##### Dataset records

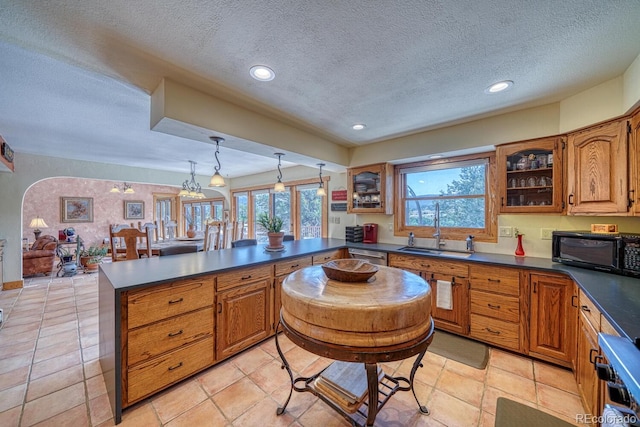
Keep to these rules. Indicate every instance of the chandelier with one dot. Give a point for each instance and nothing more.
(190, 188)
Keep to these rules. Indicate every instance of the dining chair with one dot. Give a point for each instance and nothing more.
(212, 235)
(130, 236)
(243, 242)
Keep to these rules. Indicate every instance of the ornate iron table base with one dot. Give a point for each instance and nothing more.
(379, 390)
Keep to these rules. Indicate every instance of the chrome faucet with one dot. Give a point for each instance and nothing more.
(436, 224)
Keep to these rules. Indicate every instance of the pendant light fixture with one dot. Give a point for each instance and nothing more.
(279, 187)
(217, 180)
(321, 191)
(126, 189)
(190, 188)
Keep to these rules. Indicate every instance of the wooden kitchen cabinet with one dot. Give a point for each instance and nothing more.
(597, 170)
(168, 335)
(552, 322)
(495, 306)
(370, 189)
(457, 319)
(530, 175)
(244, 309)
(587, 351)
(634, 163)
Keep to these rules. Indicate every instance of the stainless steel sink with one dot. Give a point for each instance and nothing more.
(433, 251)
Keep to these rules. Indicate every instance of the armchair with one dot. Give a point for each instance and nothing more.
(41, 257)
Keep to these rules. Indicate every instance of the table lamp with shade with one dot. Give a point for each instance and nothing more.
(37, 223)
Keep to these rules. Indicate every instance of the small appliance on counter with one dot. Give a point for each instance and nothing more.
(370, 233)
(354, 234)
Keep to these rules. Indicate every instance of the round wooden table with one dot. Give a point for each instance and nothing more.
(385, 319)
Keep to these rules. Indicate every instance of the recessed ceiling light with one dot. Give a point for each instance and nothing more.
(262, 73)
(499, 87)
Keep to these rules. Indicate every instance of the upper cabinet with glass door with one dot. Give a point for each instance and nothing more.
(530, 175)
(369, 189)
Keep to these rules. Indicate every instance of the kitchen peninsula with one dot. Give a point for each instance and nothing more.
(164, 319)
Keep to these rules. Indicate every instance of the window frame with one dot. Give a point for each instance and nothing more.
(487, 234)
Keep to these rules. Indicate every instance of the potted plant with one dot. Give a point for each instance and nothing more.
(90, 258)
(273, 225)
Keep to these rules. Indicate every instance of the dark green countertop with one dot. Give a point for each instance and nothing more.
(617, 297)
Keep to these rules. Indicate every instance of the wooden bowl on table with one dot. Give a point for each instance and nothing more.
(349, 270)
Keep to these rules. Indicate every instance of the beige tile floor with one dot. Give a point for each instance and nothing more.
(50, 376)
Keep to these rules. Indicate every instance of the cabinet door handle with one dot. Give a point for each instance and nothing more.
(171, 368)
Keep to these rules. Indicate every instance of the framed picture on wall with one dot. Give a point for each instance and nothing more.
(76, 209)
(133, 209)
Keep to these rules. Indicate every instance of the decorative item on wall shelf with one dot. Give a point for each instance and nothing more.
(321, 191)
(37, 223)
(217, 180)
(126, 189)
(279, 187)
(273, 225)
(133, 209)
(190, 188)
(76, 209)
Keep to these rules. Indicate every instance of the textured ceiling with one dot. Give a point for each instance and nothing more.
(77, 75)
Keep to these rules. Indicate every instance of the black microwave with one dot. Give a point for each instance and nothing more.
(613, 253)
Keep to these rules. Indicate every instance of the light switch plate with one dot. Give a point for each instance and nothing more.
(546, 233)
(505, 231)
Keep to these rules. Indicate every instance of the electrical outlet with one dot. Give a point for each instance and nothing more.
(505, 231)
(546, 233)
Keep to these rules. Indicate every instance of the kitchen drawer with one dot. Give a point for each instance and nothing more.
(495, 279)
(149, 341)
(494, 331)
(289, 266)
(497, 306)
(243, 275)
(590, 311)
(150, 377)
(161, 302)
(429, 265)
(327, 256)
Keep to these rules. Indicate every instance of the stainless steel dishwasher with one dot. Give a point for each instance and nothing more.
(374, 257)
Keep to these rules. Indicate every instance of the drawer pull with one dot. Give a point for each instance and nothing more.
(171, 368)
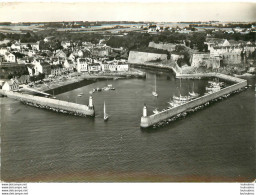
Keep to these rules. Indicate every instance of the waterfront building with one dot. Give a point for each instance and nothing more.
(42, 67)
(101, 51)
(56, 70)
(176, 56)
(205, 59)
(16, 46)
(31, 69)
(3, 51)
(60, 54)
(69, 65)
(114, 66)
(50, 38)
(11, 85)
(72, 57)
(9, 57)
(24, 79)
(66, 44)
(94, 68)
(34, 46)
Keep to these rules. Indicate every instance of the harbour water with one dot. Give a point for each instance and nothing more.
(214, 144)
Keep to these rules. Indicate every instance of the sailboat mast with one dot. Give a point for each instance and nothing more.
(104, 109)
(180, 87)
(155, 83)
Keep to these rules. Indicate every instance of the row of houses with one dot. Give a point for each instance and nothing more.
(90, 65)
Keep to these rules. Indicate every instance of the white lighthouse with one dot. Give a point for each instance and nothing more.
(90, 102)
(144, 111)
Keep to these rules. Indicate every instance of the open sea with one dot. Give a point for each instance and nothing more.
(214, 144)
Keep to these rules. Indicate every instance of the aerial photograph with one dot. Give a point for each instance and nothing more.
(128, 92)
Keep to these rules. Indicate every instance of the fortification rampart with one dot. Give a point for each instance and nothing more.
(165, 46)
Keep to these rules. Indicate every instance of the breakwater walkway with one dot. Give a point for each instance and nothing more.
(53, 104)
(172, 113)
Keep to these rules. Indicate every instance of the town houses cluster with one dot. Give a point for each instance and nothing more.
(87, 57)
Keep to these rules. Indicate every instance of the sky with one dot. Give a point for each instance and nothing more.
(127, 11)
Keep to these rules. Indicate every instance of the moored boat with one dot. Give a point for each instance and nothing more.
(105, 113)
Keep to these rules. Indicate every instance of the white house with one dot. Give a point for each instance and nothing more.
(3, 51)
(9, 57)
(82, 64)
(115, 66)
(65, 44)
(16, 46)
(94, 68)
(31, 69)
(69, 65)
(10, 85)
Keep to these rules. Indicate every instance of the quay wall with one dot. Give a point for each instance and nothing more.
(153, 119)
(217, 75)
(49, 103)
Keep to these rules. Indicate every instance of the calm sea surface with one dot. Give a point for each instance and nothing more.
(216, 143)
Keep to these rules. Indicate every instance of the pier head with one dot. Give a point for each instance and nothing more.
(194, 104)
(53, 104)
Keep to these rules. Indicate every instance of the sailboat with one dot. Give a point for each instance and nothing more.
(53, 95)
(181, 99)
(154, 93)
(193, 94)
(105, 114)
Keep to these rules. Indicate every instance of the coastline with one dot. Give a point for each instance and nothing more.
(75, 80)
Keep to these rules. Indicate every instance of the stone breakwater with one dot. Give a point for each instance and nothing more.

##########

• **Work task**
Write out all of the data above exactly, pictures excluded.

• **Output of the task**
Keep to these rules. Indicate every instance of the chandelier with one dot. Give a point for each instance and nothing more.
(190, 188)
Keep to these rules. Indicate every instance of the dining chair with one dot. Give a point for each instance and nothing more.
(212, 235)
(130, 236)
(243, 242)
Keep to these rules. Indicate every instance of the ornate iron table base with one dot. Give a point for each instance and nothing more.
(379, 390)
Keep to these rules. Indicate every instance of the chrome faucet with one dot. Give a point for each instance and nothing more.
(436, 224)
Keep to these rules. Indicate every instance of the pendant light fixture with one dot. Give a point for each instance and nothing more.
(279, 187)
(217, 180)
(321, 191)
(126, 189)
(190, 188)
Keep to these rules. Indicate every instance of the wooden kitchen cabinet with one dot. Give a point for each instance and nothing more.
(597, 170)
(168, 335)
(552, 322)
(495, 306)
(370, 189)
(457, 319)
(530, 175)
(244, 309)
(587, 351)
(634, 163)
Keep to these rules. Indicate every instance of the stainless steel sink with one dot. Give a point for each instance and nothing more.
(433, 251)
Keep to these rules. Indicate every instance of the armchair with one dot. Give a point for each instance and nothing more.
(41, 257)
Keep to these rules. Indicate every instance of the table lamp with shade with one dot. Give a point for each instance and nothing more.
(37, 223)
Keep to these rules. Indicate every instance of the small appliance on counter with one dot. Give a point for each instance and nothing more.
(370, 233)
(354, 234)
Keep to these rules. Indicate every instance of the round wooden table with one dot. Give a point for each instance and nothing more.
(385, 319)
Keep to these rules. Indicate every instance of the recessed ceiling light with one dot. Give a point for each instance and nothing more.
(262, 73)
(499, 87)
Keep to these rules. Indicate every instance of the upper cabinet with glass door with one dot. Give a point for each instance and nothing more.
(530, 175)
(369, 189)
Keep to these rules. Indicate every instance of the kitchen peninsula with one dot. Give a point for each instance and nothing more.
(164, 319)
Keep to these rules. Indicate every instance of the window frame with one dot. Give a point for each instance and nothing more.
(487, 234)
Keep to these rules. Indicate every instance of the potted plant with one dot. Give a point for each instance and nothing more.
(90, 258)
(273, 225)
Keep to these rules. Indicate every instance of the dark green countertop with one dot. Give a point for each instance and nothing more.
(617, 297)
Keep to these rules. Indicate every instance of the wooden bowl on table with one dot. Give a point for each instance and nothing more.
(349, 270)
Keep to these rules. Indicate every instance of the beige tile floor with one dot. Give a point for each instance and nothing more.
(50, 376)
Keep to these rules. Indicate every instance of the cabinet door handle with one dot. Give a point for each instance and nothing more.
(171, 368)
Keep to these rules. Indicate every instance of the framed picture on wall with one dot. Give a point for each instance and nothing more.
(76, 209)
(133, 209)
Keep to these rules. Indicate every instance of the decorative item on wall shelf with one dot. Give a point for each instance and nothing more.
(321, 191)
(37, 223)
(217, 180)
(126, 189)
(279, 187)
(273, 225)
(133, 209)
(190, 188)
(76, 209)
Keep to these rules. Indicate every instance of the textured ceiling with one dot. Give a point for each instance and nothing more.
(77, 75)
Keep to these rules. Indicate every instance of the black microwave with one dot. Give a point for each instance and nothing more.
(613, 253)
Keep to these rules. Indicate every instance of the light switch plate with one dot. Give a point for each instance and nothing more.
(546, 233)
(505, 231)
Keep to these rules. Indicate every instance of the electrical outlet with one dot. Give a point for each instance and nothing more.
(505, 231)
(546, 233)
Keep to these rules. Indicate every instance of the kitchen drawer with one dot. Give a point for each instance and nothing more.
(495, 279)
(149, 341)
(494, 331)
(289, 266)
(497, 306)
(243, 275)
(590, 311)
(150, 377)
(161, 302)
(429, 265)
(327, 256)
Keep to these rules. Indicate every instance of the stainless steel dishwasher with one dot. Give a point for each instance and nothing more.
(374, 257)
Keep to these rules. Indicate every instance of the drawer pull with one dot. Give a point for each instance and nothing more.
(171, 368)
Keep to these rules. Indicate every instance of the waterfront building with one dot. Give a point for each instance and nothing more.
(42, 67)
(101, 51)
(56, 70)
(176, 56)
(205, 59)
(16, 46)
(31, 69)
(3, 51)
(60, 54)
(69, 65)
(114, 66)
(50, 38)
(11, 85)
(72, 57)
(9, 57)
(24, 79)
(66, 44)
(94, 68)
(34, 46)
Keep to these rules. Indicate every instance of the harbour water with one dot. Give a point for each instance and nothing more.
(214, 144)
Keep to these rules. Indicate every instance of the sailboat mast with one dot. Give a point for each instance and nothing more.
(104, 109)
(180, 87)
(155, 83)
Keep to these rules. Indicate every instance of the row of houses with one dot. Give a point for each instance and nothing more.
(90, 65)
Keep to these rules. Indicate every instance of the white lighthouse with one dot. Give a point for each instance and nothing more.
(90, 102)
(144, 111)
Keep to these rules. Indicate every instance of the open sea with one dot. Give a point for each instance and nothing more.
(214, 144)
Keep to these rules. Indicate every instance of the aerial photograph with one dot. Give a point for each instance and nothing more.
(128, 92)
Keep to these rules. Indicate every instance of the fortification rampart with one dot. Give a point for each instance and nothing more.
(165, 46)
Keep to these rules. Indicate every instance of the breakwater walkway with one dot. Give a point for each instance and nothing more.
(53, 104)
(172, 113)
Keep to these rules. Indicate every instance of the town houses cluster with one dot. Give a point for each instance and nothing more.
(87, 57)
Keep to these rules. Indicate every instance of the sky with one dot. Give a point for each instance and nothing more.
(127, 11)
Keep to these rules. Indicate every instance of the moored boat with one dot. Give a point for each instance and nothing more.
(105, 113)
Keep to these rules. Indicate every instance of the white house with one dot. Give a point for each instance and nothing more.
(3, 51)
(9, 57)
(82, 64)
(115, 66)
(65, 44)
(16, 46)
(94, 68)
(31, 69)
(69, 65)
(10, 85)
Keep to these rules. Indicate every instance of the quay wall with one dot. Give a point for each instance and nothing more.
(153, 119)
(217, 75)
(49, 103)
Keep to these rules. Indicate every instance of the calm sea surface with one dot. Give a point for each instance and nothing more.
(216, 143)
Keep to these rules. Indicate every instance of the pier head with one dot. Give a point for each instance and nothing more.
(194, 104)
(53, 104)
Keep to these rules. Indicate every instance of the sailboat with one dot. Give a point for each instance and nothing more.
(53, 95)
(181, 99)
(154, 93)
(193, 94)
(105, 114)
Keep to these rules. Indicate every instance of the coastline with one dot. Give a point for each instance and nothing more.
(75, 80)
Keep to these rules. Indicate every instance of the stone breakwater with one dot. Give a point for each instance and nothing more.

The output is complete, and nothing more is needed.